Data records:
##########

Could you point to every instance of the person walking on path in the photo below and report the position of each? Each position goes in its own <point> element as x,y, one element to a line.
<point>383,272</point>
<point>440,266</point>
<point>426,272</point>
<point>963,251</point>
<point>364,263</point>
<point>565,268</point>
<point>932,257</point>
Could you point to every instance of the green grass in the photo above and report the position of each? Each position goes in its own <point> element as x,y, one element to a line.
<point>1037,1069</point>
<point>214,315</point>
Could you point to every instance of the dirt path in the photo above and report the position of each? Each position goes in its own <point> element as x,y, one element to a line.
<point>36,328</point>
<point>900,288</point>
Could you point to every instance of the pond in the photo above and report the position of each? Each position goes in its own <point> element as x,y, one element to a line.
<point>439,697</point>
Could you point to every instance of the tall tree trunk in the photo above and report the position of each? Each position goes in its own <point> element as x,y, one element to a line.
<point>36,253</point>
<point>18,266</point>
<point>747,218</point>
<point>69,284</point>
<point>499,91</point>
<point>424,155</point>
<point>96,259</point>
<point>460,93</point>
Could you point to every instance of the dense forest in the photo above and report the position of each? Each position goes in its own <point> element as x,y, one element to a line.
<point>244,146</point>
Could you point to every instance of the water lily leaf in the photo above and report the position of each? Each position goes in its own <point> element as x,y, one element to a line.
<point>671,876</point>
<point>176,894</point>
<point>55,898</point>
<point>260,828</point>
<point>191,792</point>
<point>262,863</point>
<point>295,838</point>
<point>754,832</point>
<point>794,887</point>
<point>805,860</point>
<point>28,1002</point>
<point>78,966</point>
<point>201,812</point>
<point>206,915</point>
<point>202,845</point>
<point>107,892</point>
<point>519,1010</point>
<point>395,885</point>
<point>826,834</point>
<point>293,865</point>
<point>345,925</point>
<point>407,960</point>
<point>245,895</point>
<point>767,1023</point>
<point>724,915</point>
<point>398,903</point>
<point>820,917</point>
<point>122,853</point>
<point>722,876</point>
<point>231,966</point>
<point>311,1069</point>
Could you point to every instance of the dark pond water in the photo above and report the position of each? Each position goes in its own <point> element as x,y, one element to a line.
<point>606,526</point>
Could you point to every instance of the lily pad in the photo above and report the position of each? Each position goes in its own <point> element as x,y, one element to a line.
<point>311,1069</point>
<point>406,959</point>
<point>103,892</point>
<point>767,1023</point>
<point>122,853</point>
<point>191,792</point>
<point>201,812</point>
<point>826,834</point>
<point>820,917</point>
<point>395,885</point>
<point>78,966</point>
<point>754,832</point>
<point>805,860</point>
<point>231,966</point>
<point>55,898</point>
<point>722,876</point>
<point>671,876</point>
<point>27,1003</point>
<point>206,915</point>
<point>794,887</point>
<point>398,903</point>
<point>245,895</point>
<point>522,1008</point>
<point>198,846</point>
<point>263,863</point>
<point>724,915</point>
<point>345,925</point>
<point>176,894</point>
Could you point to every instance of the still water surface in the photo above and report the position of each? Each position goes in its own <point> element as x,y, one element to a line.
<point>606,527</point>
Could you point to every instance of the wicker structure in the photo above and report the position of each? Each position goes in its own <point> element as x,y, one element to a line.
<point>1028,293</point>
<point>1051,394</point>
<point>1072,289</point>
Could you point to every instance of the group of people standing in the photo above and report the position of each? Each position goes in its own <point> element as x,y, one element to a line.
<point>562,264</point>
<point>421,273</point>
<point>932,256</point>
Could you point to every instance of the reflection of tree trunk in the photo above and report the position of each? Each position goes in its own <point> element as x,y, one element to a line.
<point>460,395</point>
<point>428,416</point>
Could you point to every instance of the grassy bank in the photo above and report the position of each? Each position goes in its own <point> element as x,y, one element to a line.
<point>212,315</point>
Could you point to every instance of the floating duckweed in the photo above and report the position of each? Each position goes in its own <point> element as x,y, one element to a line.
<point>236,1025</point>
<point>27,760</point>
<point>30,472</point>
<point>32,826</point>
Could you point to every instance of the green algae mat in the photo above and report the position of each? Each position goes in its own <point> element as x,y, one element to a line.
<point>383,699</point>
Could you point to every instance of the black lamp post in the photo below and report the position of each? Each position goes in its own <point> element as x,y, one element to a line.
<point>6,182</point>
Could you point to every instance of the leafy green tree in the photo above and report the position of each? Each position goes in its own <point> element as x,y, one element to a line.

##########

WHAT YOU NEED TO DO:
Word for word, restate each of the records above.

WRITTEN SOLUTION:
Could you point to every instance of the person walking on path in the photo below and report the position of each? Each position goes in its own <point> element as x,y, one element to a line.
<point>383,272</point>
<point>440,266</point>
<point>426,272</point>
<point>963,251</point>
<point>364,263</point>
<point>565,268</point>
<point>932,257</point>
Could you point to every instance of the green grass in the photo above and report the position of each? Each position goes in its own <point> element as x,y, one element to a line.
<point>1037,1069</point>
<point>214,315</point>
Could you point to every instance of the dirt path in the photo above and report the position of each? Each position goes in its own <point> element as x,y, one element to a line.
<point>36,328</point>
<point>900,288</point>
Could you point to every instance of the pond in the photo above and report the position of each? Each position goes in its own <point> element as x,y, one element to a line.
<point>439,697</point>
Could you point to every instance of the tall tree trunk in the photo above and report the position of each? Each position goes in its own <point> element as x,y, one element to a line.
<point>36,253</point>
<point>18,266</point>
<point>747,218</point>
<point>69,284</point>
<point>499,91</point>
<point>424,155</point>
<point>96,259</point>
<point>460,93</point>
Could you point to every instance of the dense forest in the photo above and report the position of each? Each position goes in its own <point> element as x,y, one element to a line.
<point>244,146</point>
Could you point to every instance of the water lily leaf in the photo above and report the position of each? Each position goes in its own <point> element as x,y, one element to a line.
<point>671,876</point>
<point>176,894</point>
<point>55,898</point>
<point>260,828</point>
<point>191,792</point>
<point>262,863</point>
<point>295,838</point>
<point>754,832</point>
<point>794,887</point>
<point>805,860</point>
<point>28,1002</point>
<point>78,966</point>
<point>201,812</point>
<point>206,915</point>
<point>202,845</point>
<point>107,892</point>
<point>519,1010</point>
<point>395,885</point>
<point>826,834</point>
<point>293,865</point>
<point>345,925</point>
<point>407,960</point>
<point>245,895</point>
<point>767,1023</point>
<point>724,915</point>
<point>398,903</point>
<point>820,917</point>
<point>122,853</point>
<point>722,876</point>
<point>231,966</point>
<point>311,1069</point>
Could you point to every instance of the dark pond water in the photo above and report the position of each? Each position goes in its own <point> element as x,y, one element to a line.
<point>606,526</point>
Could you point to every instance of the lily pad in the photo above and report the position of each? Each position goes in its own <point> element as x,y, one element to a line.
<point>311,1069</point>
<point>406,959</point>
<point>103,892</point>
<point>767,1023</point>
<point>122,853</point>
<point>191,792</point>
<point>201,812</point>
<point>826,834</point>
<point>820,917</point>
<point>395,885</point>
<point>78,966</point>
<point>754,832</point>
<point>805,860</point>
<point>231,966</point>
<point>55,898</point>
<point>722,876</point>
<point>671,876</point>
<point>27,1003</point>
<point>206,915</point>
<point>794,887</point>
<point>398,903</point>
<point>245,895</point>
<point>522,1008</point>
<point>198,846</point>
<point>263,863</point>
<point>724,915</point>
<point>345,925</point>
<point>176,894</point>
Could you point to every instance of the still water surface in the photo above and report the position of each? Each position goes in its own <point> element as x,y, one element to a line.
<point>606,527</point>
Could you point to every instance of the wicker structure in the photo above and report the position of each? Each position goes in its own <point> element as x,y, one element to a line.
<point>1028,293</point>
<point>1051,394</point>
<point>1072,289</point>
Could you point to every instance of the group of people standing in the photo above and report the position of each? Each position goes in its own <point> element as x,y, one element to a line.
<point>562,264</point>
<point>421,273</point>
<point>932,256</point>
Could you point to every instance of the reflection of tree trunk in the photo above and report the position of each? Each position goes in its own <point> element as x,y, one element to a line.
<point>460,395</point>
<point>428,416</point>
Could you point to every instance of the grassy bank in the photo above and report the position of each? Each position goes in its own <point> element as x,y, one element to a line.
<point>212,315</point>
Could you point to every instance of the floating duckweed in the photo above and report the position of each? Each position goes in its own <point> element as x,y, one element to a line.
<point>236,1025</point>
<point>27,760</point>
<point>30,472</point>
<point>32,826</point>
Could you point to every instance of the green algae mat in the photo above and report the position of each? Each position goes in its own <point> element as x,y, one element to a line.
<point>383,699</point>
Could you point to every instance of the black lamp post in the photo below and report the position of each? Each position goes in its own <point> element as x,y, one element to a line.
<point>6,182</point>
Could you point to every instance of the leafy green tree in the photo above and report the position of each? Each position goes in its own <point> element as x,y, one element to a line.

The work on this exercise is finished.